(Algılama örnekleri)

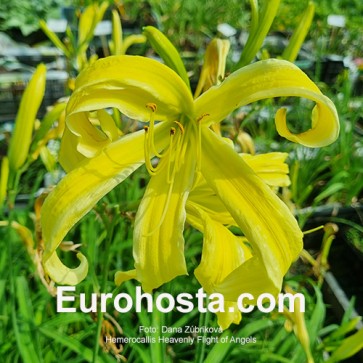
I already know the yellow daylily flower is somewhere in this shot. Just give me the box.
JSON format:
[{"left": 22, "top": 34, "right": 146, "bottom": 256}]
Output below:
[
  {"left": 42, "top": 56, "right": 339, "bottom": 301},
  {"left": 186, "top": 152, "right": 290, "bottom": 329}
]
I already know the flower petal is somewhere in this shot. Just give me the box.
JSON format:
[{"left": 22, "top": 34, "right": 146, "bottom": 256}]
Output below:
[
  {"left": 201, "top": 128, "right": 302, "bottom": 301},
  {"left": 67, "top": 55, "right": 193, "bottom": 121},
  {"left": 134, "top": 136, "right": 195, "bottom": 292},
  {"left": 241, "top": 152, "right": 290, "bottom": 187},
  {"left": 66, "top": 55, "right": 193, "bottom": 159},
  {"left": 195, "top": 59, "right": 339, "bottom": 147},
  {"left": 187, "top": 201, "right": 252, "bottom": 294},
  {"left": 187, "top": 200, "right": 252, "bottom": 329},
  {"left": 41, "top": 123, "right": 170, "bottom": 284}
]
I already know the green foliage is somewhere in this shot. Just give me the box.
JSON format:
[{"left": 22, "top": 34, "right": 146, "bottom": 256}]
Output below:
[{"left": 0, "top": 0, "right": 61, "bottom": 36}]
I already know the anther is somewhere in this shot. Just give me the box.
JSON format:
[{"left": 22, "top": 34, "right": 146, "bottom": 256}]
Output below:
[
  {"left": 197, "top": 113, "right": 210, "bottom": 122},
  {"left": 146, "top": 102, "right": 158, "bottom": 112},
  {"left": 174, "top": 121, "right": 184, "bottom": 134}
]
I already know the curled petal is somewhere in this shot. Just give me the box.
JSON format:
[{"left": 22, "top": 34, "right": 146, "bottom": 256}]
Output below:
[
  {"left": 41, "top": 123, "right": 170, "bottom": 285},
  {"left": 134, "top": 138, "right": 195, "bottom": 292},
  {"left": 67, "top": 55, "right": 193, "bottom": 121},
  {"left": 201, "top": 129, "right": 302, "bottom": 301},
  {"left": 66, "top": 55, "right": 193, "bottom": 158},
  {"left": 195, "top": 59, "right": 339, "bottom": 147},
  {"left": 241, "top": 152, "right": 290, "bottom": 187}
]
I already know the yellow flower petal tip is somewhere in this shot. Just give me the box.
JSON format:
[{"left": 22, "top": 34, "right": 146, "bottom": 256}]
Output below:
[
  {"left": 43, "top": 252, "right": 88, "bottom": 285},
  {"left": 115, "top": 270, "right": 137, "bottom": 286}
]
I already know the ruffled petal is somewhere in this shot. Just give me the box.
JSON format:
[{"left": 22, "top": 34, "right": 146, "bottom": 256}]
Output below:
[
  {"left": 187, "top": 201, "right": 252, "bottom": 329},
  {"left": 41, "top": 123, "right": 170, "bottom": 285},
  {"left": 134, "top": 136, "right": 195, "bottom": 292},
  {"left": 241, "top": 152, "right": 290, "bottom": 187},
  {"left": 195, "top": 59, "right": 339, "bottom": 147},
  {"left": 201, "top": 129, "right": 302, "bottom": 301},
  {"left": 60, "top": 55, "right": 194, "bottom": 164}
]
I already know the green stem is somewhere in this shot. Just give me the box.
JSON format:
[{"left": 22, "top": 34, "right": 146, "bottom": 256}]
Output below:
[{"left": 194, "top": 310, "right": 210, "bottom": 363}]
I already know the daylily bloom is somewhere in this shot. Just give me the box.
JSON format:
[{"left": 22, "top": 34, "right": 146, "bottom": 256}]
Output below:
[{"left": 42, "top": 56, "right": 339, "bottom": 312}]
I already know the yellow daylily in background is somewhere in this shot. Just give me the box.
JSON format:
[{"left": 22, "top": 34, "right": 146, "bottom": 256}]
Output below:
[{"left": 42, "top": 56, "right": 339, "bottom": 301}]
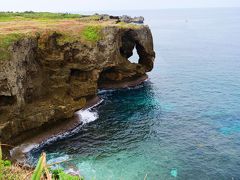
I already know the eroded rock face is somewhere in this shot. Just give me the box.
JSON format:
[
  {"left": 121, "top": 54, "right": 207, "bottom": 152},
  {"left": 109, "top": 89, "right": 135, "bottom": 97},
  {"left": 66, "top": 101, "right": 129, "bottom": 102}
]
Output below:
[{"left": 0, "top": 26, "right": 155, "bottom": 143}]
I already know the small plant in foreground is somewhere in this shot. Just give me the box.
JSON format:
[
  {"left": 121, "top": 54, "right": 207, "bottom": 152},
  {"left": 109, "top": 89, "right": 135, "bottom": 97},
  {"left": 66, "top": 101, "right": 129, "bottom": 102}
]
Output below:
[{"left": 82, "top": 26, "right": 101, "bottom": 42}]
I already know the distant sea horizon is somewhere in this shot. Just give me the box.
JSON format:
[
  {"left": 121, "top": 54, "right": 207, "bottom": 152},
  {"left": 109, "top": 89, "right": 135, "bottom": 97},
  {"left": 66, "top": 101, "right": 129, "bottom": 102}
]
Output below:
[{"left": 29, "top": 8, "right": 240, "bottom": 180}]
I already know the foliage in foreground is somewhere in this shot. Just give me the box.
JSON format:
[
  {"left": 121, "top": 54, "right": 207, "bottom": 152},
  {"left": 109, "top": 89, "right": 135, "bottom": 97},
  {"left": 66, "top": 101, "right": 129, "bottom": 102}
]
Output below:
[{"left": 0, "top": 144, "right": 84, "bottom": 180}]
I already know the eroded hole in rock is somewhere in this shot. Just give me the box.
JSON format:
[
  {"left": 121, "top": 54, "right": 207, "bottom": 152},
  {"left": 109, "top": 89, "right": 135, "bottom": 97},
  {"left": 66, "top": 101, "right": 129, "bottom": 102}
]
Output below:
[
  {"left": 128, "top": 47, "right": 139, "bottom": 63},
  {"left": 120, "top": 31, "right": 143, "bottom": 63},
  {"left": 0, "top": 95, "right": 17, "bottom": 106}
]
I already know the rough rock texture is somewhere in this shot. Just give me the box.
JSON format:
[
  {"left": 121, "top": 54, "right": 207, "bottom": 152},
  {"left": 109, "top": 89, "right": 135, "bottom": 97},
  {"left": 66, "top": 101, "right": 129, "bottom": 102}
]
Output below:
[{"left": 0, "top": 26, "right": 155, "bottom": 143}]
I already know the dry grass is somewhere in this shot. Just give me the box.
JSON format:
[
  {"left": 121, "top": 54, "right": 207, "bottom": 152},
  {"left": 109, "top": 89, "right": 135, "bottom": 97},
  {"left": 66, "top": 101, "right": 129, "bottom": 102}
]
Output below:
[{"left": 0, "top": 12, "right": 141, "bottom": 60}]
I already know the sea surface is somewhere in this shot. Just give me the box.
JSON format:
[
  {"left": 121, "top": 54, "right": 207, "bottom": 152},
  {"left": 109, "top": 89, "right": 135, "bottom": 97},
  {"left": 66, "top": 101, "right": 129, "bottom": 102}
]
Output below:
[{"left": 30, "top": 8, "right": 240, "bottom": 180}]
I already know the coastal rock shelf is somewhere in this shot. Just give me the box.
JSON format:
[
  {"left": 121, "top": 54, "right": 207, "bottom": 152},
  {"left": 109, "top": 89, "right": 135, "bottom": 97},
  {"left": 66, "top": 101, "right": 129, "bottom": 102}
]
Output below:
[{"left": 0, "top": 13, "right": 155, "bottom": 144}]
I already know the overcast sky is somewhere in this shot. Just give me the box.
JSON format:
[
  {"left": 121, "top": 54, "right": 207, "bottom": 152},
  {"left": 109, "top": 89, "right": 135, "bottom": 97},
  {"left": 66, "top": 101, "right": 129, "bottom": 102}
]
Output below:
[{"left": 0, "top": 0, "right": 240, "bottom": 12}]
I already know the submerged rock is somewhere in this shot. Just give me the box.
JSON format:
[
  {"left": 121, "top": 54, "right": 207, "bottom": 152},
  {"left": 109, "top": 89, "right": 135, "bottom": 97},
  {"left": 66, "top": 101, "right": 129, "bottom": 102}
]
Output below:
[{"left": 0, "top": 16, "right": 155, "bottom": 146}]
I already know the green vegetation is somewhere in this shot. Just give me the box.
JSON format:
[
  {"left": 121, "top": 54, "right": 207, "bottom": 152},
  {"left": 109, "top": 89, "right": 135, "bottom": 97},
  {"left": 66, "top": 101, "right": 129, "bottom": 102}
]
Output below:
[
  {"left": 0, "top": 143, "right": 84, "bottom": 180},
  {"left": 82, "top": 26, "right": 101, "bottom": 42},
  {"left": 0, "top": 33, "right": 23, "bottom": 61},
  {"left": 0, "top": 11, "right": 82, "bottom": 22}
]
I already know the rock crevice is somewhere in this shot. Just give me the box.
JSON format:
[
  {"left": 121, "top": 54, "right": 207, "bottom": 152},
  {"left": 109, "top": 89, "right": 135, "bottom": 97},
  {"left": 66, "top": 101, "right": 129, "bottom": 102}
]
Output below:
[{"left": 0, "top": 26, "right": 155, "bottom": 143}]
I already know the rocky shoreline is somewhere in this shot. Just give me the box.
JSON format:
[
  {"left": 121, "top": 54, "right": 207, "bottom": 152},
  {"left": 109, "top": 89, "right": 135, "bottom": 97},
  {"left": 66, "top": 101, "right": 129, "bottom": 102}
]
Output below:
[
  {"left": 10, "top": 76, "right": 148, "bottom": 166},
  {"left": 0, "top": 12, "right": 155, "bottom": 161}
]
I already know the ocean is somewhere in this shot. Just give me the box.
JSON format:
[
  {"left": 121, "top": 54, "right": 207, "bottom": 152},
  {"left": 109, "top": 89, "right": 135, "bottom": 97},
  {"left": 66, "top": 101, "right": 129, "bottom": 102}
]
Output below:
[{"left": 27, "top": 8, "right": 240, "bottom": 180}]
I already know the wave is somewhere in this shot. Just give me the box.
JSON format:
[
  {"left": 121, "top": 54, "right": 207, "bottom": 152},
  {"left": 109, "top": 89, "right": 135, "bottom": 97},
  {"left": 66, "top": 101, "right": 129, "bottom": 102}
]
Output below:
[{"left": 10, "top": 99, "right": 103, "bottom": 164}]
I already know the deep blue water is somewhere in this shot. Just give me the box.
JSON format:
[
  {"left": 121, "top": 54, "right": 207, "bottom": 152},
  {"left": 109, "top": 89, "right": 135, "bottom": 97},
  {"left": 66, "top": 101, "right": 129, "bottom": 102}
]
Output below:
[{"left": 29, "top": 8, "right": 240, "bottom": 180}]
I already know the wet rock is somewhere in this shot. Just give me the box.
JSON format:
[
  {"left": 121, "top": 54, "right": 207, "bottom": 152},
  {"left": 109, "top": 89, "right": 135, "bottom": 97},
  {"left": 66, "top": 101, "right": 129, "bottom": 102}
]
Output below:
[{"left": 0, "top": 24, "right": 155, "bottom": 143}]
--
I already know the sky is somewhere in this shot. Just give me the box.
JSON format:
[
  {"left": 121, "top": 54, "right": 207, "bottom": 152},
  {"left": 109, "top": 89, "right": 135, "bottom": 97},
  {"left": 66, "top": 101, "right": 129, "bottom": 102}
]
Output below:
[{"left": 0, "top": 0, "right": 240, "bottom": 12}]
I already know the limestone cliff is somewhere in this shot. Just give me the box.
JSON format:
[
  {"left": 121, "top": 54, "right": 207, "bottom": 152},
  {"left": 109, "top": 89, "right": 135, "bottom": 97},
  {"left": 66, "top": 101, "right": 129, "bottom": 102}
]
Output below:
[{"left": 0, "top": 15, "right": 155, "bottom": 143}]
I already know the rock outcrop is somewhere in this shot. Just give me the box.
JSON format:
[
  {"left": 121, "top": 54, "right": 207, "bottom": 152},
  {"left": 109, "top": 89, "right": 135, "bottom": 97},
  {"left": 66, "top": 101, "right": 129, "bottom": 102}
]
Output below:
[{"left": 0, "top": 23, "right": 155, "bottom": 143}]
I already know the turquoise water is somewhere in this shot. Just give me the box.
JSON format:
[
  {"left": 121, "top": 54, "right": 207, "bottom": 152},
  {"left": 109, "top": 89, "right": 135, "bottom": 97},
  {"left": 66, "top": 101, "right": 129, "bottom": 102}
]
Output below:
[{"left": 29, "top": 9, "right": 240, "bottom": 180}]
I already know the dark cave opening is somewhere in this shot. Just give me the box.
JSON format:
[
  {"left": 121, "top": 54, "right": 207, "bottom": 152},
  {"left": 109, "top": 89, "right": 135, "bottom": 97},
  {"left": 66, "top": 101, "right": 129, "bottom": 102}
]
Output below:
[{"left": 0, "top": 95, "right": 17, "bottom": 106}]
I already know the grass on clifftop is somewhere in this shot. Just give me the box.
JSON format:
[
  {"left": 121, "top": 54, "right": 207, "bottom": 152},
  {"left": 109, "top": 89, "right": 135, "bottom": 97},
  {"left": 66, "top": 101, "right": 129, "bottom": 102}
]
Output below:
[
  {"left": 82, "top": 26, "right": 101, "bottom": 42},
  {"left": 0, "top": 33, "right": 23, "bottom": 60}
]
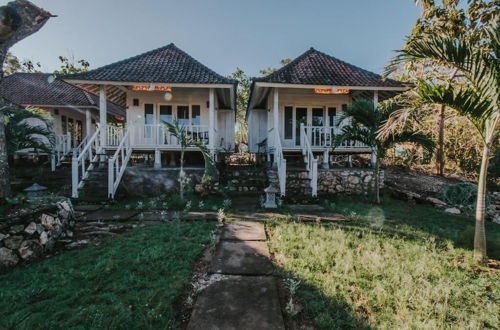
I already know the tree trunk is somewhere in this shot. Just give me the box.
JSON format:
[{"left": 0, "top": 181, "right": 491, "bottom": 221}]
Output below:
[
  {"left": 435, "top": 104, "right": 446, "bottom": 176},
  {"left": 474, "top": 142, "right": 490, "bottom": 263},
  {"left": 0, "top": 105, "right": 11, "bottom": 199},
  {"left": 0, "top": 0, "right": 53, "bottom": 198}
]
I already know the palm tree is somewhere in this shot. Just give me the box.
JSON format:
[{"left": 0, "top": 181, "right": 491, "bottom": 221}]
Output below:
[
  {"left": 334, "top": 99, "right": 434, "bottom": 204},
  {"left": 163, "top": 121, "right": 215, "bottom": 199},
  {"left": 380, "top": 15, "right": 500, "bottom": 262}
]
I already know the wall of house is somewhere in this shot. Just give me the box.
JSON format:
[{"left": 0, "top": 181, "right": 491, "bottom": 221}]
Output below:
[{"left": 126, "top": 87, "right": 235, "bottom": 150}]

Verilen görev
Kayıtlarda "grass" kelimesinin geçtiği kaç satır olduğunu yalnızca sayıyla belirtin.

Çözüm
2